# [Your goal]
Produce a verbatim copy of the entries listed below.

Collected data entries:
▬▬▬▬▬▬

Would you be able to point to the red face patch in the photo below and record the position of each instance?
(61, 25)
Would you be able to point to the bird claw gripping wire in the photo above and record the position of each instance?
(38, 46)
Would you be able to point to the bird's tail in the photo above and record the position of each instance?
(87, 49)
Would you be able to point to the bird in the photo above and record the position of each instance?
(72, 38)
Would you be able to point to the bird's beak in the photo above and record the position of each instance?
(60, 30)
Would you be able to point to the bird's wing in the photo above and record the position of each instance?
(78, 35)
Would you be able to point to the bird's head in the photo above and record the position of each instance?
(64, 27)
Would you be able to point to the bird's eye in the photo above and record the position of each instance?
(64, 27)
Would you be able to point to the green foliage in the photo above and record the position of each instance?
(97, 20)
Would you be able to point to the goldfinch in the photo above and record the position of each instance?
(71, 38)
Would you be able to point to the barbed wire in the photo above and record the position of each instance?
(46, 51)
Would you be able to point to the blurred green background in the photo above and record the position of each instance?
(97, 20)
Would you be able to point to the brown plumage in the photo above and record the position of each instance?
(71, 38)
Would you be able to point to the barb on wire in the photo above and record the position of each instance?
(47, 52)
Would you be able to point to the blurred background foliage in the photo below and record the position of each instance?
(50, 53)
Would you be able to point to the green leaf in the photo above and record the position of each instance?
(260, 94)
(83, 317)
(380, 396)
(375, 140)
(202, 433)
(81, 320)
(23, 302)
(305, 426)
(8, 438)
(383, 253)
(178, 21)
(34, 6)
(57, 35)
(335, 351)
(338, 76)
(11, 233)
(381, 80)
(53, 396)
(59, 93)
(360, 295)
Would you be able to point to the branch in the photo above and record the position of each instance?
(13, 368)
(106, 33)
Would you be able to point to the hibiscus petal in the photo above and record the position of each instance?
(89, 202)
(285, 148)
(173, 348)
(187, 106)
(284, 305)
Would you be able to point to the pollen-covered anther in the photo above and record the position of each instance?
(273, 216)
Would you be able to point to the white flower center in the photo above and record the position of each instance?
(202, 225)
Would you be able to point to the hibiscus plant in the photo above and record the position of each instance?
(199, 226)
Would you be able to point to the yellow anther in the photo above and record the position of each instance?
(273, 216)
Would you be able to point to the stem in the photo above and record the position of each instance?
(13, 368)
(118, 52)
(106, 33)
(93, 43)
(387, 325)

▬▬▬▬▬▬

# [The response]
Would you be able to point to the red face patch in the photo below and record the position of each instance?
(61, 25)
Would you be able to point to the bird claw gripping wire in the photo above and record the position of each instance?
(38, 46)
Would you be able to point to the bird's tail in the photo above and record the position of each instance?
(87, 49)
Would you be able to point to the bird in the photo above and record the position of each instance?
(72, 38)
Would you be able to point to the bird's beak in the photo above and record the position of each instance?
(60, 30)
Would you be able to point to the bird's wing in the photo above and record the position of each instance?
(78, 35)
Would you be able to point to the bird's head in the photo above and record the position of each instance?
(64, 27)
Would you be able to point to the bird's eye in the photo above and record the position of each instance?
(64, 27)
Would you be able to point to the green foliage in the photo above and record the position of each instance?
(97, 20)
Would you be able to point to the goldfinch in the photo above and record the position of each instance?
(71, 38)
Would you be able to point to the barbed wire in the photo above and record the position of each instance?
(46, 51)
Would you be able to point to the blurred green background in the photo above and record the position of each instance?
(97, 20)
Would you be able to point to the brown plumage in the photo above and record the position of each instance?
(71, 38)
Would you be able to point to the barb on wire in the photo above and record the position of each instance?
(47, 52)
Would you be able to point to the blurred background foliage in the photo below and record the position of each instance?
(50, 53)
Would you be able to point to the green leaf in the photo above and record the position of each instance?
(260, 94)
(83, 317)
(380, 396)
(375, 140)
(202, 433)
(81, 320)
(23, 302)
(305, 426)
(8, 438)
(383, 253)
(178, 21)
(34, 6)
(57, 35)
(335, 351)
(338, 76)
(11, 233)
(381, 80)
(53, 396)
(59, 93)
(360, 295)
Would you be able to point to the branch in the photo above and record the position of each instance?
(13, 368)
(106, 33)
Would you be able to point to the hibiscus petal in the photo above and record the position of each instance?
(89, 202)
(285, 148)
(173, 348)
(187, 106)
(284, 305)
Would you be able to point to the pollen-covered anther in the photo above and record the position of each instance?
(273, 216)
Would you be able to point to the white flower center in the photo above and record the position of each instance?
(202, 225)
Would you be able to point to the hibiscus plant in the photo above and record the position of each instance?
(199, 226)
Would you be able to point to the yellow anther in the photo above and record the position of each instance?
(273, 216)
Would you be able to point to the stem in the photo above and record the position of each instance?
(13, 368)
(118, 52)
(106, 33)
(93, 43)
(387, 325)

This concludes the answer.